Images are excluded; otherwise, output every record exactly.

- **Data entries**
* start *

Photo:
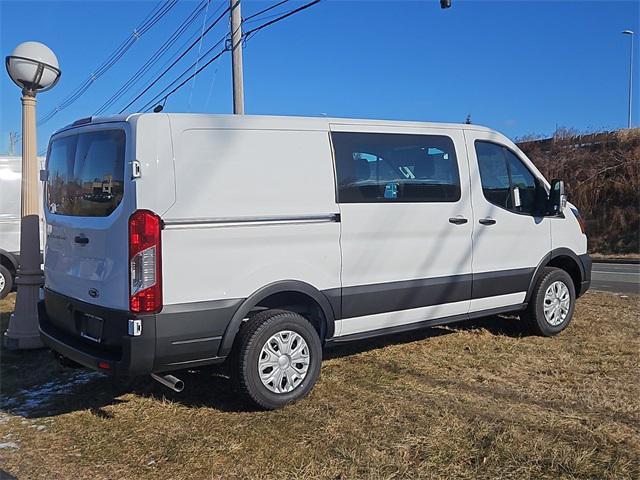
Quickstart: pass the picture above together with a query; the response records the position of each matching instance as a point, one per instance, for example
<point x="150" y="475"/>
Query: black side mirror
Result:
<point x="557" y="197"/>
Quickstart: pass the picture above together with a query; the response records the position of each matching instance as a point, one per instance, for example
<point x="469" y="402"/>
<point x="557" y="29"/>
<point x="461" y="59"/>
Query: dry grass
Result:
<point x="476" y="400"/>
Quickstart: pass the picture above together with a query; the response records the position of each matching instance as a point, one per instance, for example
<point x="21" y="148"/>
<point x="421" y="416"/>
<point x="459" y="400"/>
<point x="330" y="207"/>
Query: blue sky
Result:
<point x="519" y="67"/>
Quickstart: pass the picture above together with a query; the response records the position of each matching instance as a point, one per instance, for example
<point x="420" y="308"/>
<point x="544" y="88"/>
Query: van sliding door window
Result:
<point x="506" y="181"/>
<point x="86" y="174"/>
<point x="389" y="167"/>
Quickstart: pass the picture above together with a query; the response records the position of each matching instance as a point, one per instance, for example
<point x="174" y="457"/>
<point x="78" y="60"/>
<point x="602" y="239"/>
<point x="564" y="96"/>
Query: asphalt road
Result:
<point x="616" y="277"/>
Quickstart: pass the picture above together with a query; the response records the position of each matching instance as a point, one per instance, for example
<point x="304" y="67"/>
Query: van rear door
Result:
<point x="88" y="200"/>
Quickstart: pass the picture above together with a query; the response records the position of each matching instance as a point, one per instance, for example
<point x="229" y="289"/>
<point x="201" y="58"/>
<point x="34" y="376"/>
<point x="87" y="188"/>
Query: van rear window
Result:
<point x="86" y="173"/>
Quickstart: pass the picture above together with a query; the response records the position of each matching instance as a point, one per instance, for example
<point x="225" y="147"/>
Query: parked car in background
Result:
<point x="175" y="241"/>
<point x="10" y="181"/>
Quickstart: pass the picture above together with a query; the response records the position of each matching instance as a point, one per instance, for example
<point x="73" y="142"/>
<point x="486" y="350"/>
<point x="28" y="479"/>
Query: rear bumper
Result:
<point x="586" y="262"/>
<point x="179" y="337"/>
<point x="124" y="355"/>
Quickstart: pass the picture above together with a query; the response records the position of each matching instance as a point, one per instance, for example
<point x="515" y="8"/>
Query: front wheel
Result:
<point x="277" y="358"/>
<point x="552" y="303"/>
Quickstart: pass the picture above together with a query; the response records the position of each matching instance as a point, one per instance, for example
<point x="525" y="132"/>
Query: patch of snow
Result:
<point x="30" y="400"/>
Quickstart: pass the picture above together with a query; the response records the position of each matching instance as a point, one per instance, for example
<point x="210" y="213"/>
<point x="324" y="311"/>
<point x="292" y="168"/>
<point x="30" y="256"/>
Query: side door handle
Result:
<point x="81" y="240"/>
<point x="487" y="221"/>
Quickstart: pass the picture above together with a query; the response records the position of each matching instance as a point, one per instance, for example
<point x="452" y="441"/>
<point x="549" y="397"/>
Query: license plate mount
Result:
<point x="91" y="327"/>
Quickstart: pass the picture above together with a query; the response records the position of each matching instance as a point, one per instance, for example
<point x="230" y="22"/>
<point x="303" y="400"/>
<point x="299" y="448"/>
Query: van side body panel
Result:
<point x="405" y="262"/>
<point x="250" y="210"/>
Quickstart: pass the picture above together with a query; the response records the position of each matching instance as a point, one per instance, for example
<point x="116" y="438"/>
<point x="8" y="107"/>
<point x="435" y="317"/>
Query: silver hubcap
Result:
<point x="556" y="303"/>
<point x="283" y="361"/>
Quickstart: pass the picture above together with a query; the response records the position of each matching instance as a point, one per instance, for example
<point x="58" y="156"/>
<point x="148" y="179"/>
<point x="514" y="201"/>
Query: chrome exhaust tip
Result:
<point x="169" y="381"/>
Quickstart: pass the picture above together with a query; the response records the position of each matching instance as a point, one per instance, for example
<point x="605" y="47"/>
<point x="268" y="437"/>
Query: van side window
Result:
<point x="501" y="173"/>
<point x="389" y="167"/>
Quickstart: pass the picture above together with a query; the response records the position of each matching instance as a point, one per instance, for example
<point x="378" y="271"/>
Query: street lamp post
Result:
<point x="34" y="68"/>
<point x="630" y="33"/>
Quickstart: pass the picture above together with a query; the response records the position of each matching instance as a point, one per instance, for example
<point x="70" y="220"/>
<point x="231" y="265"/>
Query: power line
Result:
<point x="193" y="84"/>
<point x="180" y="57"/>
<point x="183" y="27"/>
<point x="255" y="30"/>
<point x="165" y="95"/>
<point x="157" y="13"/>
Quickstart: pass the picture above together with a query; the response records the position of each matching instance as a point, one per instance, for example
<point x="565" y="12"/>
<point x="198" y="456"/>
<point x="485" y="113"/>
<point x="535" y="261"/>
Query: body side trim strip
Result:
<point x="425" y="324"/>
<point x="239" y="221"/>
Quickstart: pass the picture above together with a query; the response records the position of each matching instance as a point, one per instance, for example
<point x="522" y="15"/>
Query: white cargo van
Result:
<point x="10" y="182"/>
<point x="177" y="240"/>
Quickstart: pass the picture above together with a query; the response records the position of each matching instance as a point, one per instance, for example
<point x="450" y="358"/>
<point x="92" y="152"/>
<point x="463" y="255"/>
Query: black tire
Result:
<point x="252" y="337"/>
<point x="534" y="316"/>
<point x="5" y="273"/>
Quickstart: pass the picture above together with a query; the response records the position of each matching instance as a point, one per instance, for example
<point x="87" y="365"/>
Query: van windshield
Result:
<point x="86" y="173"/>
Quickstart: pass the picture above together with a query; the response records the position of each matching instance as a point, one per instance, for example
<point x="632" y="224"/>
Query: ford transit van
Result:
<point x="176" y="240"/>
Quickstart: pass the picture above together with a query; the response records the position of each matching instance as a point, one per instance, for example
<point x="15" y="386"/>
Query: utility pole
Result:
<point x="236" y="57"/>
<point x="630" y="33"/>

* end *

- **Final answer**
Photo:
Quickstart: pass the picture above together with a query; the response records the position of each matching instance as a point, one per instance, for example
<point x="150" y="475"/>
Query: black side mirror
Result:
<point x="557" y="197"/>
Quickstart: pass the picture above together with a query; the response records the position of each matching instance as a point, one per instance, for example
<point x="469" y="402"/>
<point x="557" y="29"/>
<point x="461" y="59"/>
Query: dry grass
Result:
<point x="476" y="400"/>
Quickstart: pass the picture above together with a query; the response records the position of each matching instance as a point, one per instance, for example
<point x="21" y="148"/>
<point x="421" y="416"/>
<point x="459" y="400"/>
<point x="330" y="207"/>
Query: blue sky
Result:
<point x="519" y="67"/>
Quickstart: pass the picture above together with a query; the response records the position of each matching instance as a point, one per instance, for example
<point x="420" y="308"/>
<point x="544" y="88"/>
Query: van sliding door window
Result:
<point x="506" y="181"/>
<point x="86" y="174"/>
<point x="389" y="167"/>
Quickstart: pass the picture above together with a query; the response records the position of each matching instance as a point, one per instance, for example
<point x="174" y="457"/>
<point x="78" y="60"/>
<point x="602" y="239"/>
<point x="564" y="96"/>
Query: asphalt road
Result:
<point x="616" y="277"/>
Quickstart: pass the picture above together with a query; the response records the position of each matching instance as a point, one per instance, for example
<point x="304" y="67"/>
Query: van rear door
Result:
<point x="88" y="200"/>
Quickstart: pass the picture above together with a query; the response records the position of each matching instance as a point, one per instance, for example
<point x="229" y="289"/>
<point x="201" y="58"/>
<point x="34" y="376"/>
<point x="87" y="188"/>
Query: van rear window
Result:
<point x="86" y="173"/>
Quickstart: pass the picture above together with a query; the response records the position of each matching instance as a point, one per instance, for example
<point x="225" y="147"/>
Query: parked car in background
Result:
<point x="175" y="241"/>
<point x="10" y="181"/>
Quickstart: pass the picture above together with a query; the response records the position of each matching instance as a point, one per instance, for example
<point x="73" y="142"/>
<point x="486" y="350"/>
<point x="28" y="479"/>
Query: rear bumper
Result:
<point x="586" y="262"/>
<point x="179" y="337"/>
<point x="124" y="355"/>
Quickstart: pass the picture above together with a query; the response records the position of each matching instance as a point, one per instance, for example
<point x="515" y="8"/>
Query: front wheel
Result:
<point x="277" y="358"/>
<point x="552" y="303"/>
Quickstart: pass the picture above together with a query; the response records the position of each matching instance as a point, one per instance, for example
<point x="525" y="132"/>
Query: patch of snow
Result:
<point x="30" y="400"/>
Quickstart: pass the picture above together with a query; the response records the position of each matching instance as a point, one per instance, for example
<point x="210" y="213"/>
<point x="324" y="311"/>
<point x="292" y="168"/>
<point x="30" y="256"/>
Query: side door handle
Result:
<point x="81" y="240"/>
<point x="487" y="221"/>
Quickstart: pass the picture above together with a query; the response records the position of each matching instance as a point, one per instance, for example
<point x="452" y="441"/>
<point x="549" y="397"/>
Query: license plate mount
Result:
<point x="91" y="327"/>
Quickstart: pass the picture above together with a query; the response records the position of each matching instance as a point, one per instance, for example
<point x="230" y="22"/>
<point x="303" y="400"/>
<point x="299" y="448"/>
Query: van side body panel
Result:
<point x="405" y="262"/>
<point x="250" y="210"/>
Quickstart: pass the picture above together with a query; the response records the position of each matching instance as a point, one per instance, for example
<point x="116" y="438"/>
<point x="8" y="107"/>
<point x="435" y="317"/>
Query: silver hubcap
Result:
<point x="556" y="303"/>
<point x="283" y="361"/>
Quickstart: pass the picture above together with a query; the response records the position of each matching instance as a point, one per instance, for example
<point x="58" y="156"/>
<point x="148" y="179"/>
<point x="514" y="201"/>
Query: chrome exhaust tip
Result:
<point x="169" y="381"/>
Quickstart: pass the picture above together with a query; the response records the position of each matching instance as a point, one per instance, for example
<point x="605" y="47"/>
<point x="268" y="437"/>
Query: van side window
Result:
<point x="501" y="173"/>
<point x="389" y="167"/>
Quickstart: pass the picture above together with a query; the response records the position of each matching instance as a point, one per instance, for example
<point x="378" y="271"/>
Query: street lamp post
Result:
<point x="34" y="68"/>
<point x="630" y="33"/>
Quickstart: pass the picture above together with a query; the response records the position of each matching instance as a point, one per instance, for example
<point x="70" y="220"/>
<point x="231" y="265"/>
Query: power line
Result:
<point x="193" y="84"/>
<point x="180" y="57"/>
<point x="183" y="27"/>
<point x="255" y="30"/>
<point x="165" y="95"/>
<point x="157" y="13"/>
Quickstart: pass the picture above together with a query; the response records the position of each matching instance as a point, one per instance, for example
<point x="565" y="12"/>
<point x="198" y="456"/>
<point x="485" y="113"/>
<point x="535" y="261"/>
Query: body side trim strip
Result:
<point x="425" y="324"/>
<point x="239" y="221"/>
Quickstart: pass the picture above together with a query; the response records the position of each matching instance as a point, one per instance, for example
<point x="522" y="15"/>
Query: white cargo van
Result:
<point x="10" y="182"/>
<point x="177" y="240"/>
Quickstart: pass the picture above together with a query; the response records the position of each matching instance as a point, one per instance, for example
<point x="450" y="358"/>
<point x="92" y="152"/>
<point x="463" y="255"/>
Query: black tire
Result:
<point x="252" y="337"/>
<point x="534" y="316"/>
<point x="5" y="273"/>
Quickstart: pass the picture above together with a query; the response records the position of each matching instance as a point, one per instance, for example
<point x="87" y="365"/>
Query: van windshield
Result:
<point x="86" y="173"/>
Quickstart: pass the picture above together with a query; the response records the position of each matching instance as a point, one per instance, for example
<point x="632" y="224"/>
Query: ford transit van
Result:
<point x="176" y="240"/>
Quickstart: pass the picture above together with a query; the response records the position of each matching instance as a point, one per instance, for example
<point x="15" y="386"/>
Query: utility pole
Result:
<point x="236" y="57"/>
<point x="630" y="33"/>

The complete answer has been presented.